_TASK STATEMENT_:
Rewrite the lines from the one containing "Mark the region of every instance of the yellow" through the end of the lines, replacing "sample" with "template" and leaving everything else unchanged. Give only those lines.

_WORKING DATA_:
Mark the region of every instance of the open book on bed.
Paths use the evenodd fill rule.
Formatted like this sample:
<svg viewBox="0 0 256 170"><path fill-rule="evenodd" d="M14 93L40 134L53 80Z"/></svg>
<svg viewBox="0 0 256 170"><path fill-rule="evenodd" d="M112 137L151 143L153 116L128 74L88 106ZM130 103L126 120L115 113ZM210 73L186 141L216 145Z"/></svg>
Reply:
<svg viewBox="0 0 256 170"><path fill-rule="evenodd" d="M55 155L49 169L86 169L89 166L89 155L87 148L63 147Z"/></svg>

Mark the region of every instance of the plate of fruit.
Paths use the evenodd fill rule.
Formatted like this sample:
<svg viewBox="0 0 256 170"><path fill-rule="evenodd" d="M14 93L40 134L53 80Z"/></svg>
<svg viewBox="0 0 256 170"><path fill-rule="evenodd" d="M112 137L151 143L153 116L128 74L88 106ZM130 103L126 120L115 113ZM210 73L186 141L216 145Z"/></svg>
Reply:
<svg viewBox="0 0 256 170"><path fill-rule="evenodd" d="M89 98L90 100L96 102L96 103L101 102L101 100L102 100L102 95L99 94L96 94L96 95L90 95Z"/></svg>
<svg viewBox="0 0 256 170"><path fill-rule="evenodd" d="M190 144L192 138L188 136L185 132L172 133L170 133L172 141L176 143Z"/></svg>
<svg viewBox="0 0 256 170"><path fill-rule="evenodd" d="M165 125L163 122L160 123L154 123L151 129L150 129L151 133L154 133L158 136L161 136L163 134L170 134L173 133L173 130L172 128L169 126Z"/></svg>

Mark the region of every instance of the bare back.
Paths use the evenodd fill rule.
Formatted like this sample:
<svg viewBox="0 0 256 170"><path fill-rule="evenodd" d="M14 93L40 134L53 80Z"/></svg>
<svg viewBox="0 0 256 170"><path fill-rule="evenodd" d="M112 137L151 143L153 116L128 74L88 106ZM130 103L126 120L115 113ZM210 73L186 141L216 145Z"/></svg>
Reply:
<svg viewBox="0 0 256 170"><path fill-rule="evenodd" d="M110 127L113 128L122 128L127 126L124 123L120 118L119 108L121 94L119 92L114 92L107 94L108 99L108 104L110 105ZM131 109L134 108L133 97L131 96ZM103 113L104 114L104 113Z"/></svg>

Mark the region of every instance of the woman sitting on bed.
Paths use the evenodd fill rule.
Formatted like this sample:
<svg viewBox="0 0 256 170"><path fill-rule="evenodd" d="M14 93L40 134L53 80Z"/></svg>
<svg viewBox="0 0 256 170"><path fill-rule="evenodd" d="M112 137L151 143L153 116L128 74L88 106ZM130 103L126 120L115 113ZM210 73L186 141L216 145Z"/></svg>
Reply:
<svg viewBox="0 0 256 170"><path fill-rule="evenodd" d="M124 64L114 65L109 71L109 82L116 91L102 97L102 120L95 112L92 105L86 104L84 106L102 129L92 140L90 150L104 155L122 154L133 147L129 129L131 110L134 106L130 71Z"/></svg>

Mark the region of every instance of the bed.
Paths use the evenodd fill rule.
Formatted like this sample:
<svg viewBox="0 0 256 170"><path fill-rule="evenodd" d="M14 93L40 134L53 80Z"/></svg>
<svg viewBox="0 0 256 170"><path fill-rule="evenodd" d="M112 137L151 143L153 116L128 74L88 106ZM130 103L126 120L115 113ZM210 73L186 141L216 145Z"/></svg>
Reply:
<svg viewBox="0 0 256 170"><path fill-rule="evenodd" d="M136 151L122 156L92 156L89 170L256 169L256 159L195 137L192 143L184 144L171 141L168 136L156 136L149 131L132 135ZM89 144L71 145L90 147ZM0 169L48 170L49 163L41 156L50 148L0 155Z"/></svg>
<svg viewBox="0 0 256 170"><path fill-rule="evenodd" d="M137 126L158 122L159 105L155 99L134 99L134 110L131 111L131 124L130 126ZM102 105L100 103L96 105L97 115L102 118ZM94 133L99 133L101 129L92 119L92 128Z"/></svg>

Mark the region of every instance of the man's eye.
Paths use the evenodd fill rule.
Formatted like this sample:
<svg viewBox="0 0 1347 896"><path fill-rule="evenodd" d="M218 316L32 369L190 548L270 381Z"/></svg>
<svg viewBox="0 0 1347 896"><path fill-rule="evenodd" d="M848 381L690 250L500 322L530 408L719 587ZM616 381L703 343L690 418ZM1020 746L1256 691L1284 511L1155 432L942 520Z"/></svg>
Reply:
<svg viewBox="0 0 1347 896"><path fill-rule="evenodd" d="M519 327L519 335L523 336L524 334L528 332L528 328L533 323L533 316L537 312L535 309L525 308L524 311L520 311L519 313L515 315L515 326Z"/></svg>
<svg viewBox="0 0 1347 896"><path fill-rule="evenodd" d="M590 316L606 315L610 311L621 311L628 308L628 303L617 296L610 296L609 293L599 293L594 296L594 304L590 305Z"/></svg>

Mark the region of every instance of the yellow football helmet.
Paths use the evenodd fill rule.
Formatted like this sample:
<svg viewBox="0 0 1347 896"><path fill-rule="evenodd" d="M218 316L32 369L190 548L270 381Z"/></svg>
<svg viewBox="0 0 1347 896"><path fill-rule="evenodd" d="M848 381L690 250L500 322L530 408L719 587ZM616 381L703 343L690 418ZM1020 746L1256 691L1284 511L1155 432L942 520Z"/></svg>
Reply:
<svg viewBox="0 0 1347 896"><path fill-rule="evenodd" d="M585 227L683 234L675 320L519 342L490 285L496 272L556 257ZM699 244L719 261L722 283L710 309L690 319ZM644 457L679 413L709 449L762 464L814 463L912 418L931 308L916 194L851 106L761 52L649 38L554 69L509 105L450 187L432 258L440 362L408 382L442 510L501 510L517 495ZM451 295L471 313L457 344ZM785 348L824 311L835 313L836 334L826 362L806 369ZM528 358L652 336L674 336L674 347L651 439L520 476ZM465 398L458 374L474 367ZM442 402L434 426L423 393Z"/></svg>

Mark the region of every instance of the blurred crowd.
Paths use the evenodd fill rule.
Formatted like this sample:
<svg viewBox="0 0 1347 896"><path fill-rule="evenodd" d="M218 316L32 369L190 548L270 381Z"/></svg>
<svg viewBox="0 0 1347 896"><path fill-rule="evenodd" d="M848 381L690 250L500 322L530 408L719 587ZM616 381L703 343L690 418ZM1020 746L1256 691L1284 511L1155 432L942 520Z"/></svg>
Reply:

_EXERCISE RESPONSE_:
Mark the region of every instance of the yellow football helmet.
Paths use the evenodd fill rule.
Formatted like this template:
<svg viewBox="0 0 1347 896"><path fill-rule="evenodd" d="M218 316L32 369L190 548L270 381Z"/></svg>
<svg viewBox="0 0 1347 896"><path fill-rule="evenodd" d="M848 381L690 250L500 322L530 408L719 587ZM616 381L703 343L690 418ZM1020 746L1256 691L1284 511L1155 432L942 520Z"/></svg>
Reply:
<svg viewBox="0 0 1347 896"><path fill-rule="evenodd" d="M585 227L683 234L675 320L519 342L490 285L496 272L556 257ZM699 244L719 261L722 283L710 309L690 319ZM644 457L679 413L709 449L762 464L814 463L912 418L931 308L916 194L851 106L761 52L649 38L554 69L509 105L450 187L432 258L440 362L408 382L442 510L501 510L517 495ZM451 295L471 313L457 344ZM785 348L824 311L835 313L836 334L826 362L806 369ZM528 358L652 336L674 336L674 347L651 439L520 476ZM465 398L458 374L474 367ZM442 402L434 426L423 393Z"/></svg>

Mark the region of every instance of the blurred crowd.
Paths use the evenodd fill rule.
Formatted like this template:
<svg viewBox="0 0 1347 896"><path fill-rule="evenodd" d="M218 316L32 369L190 548L270 381Z"/></svg>
<svg viewBox="0 0 1347 896"><path fill-rule="evenodd" d="M848 381L690 250L500 322L530 408L719 587ZM616 381L703 343L690 418ZM1020 746L1256 691L1284 511L1155 432L942 520Z"/></svg>
Reply:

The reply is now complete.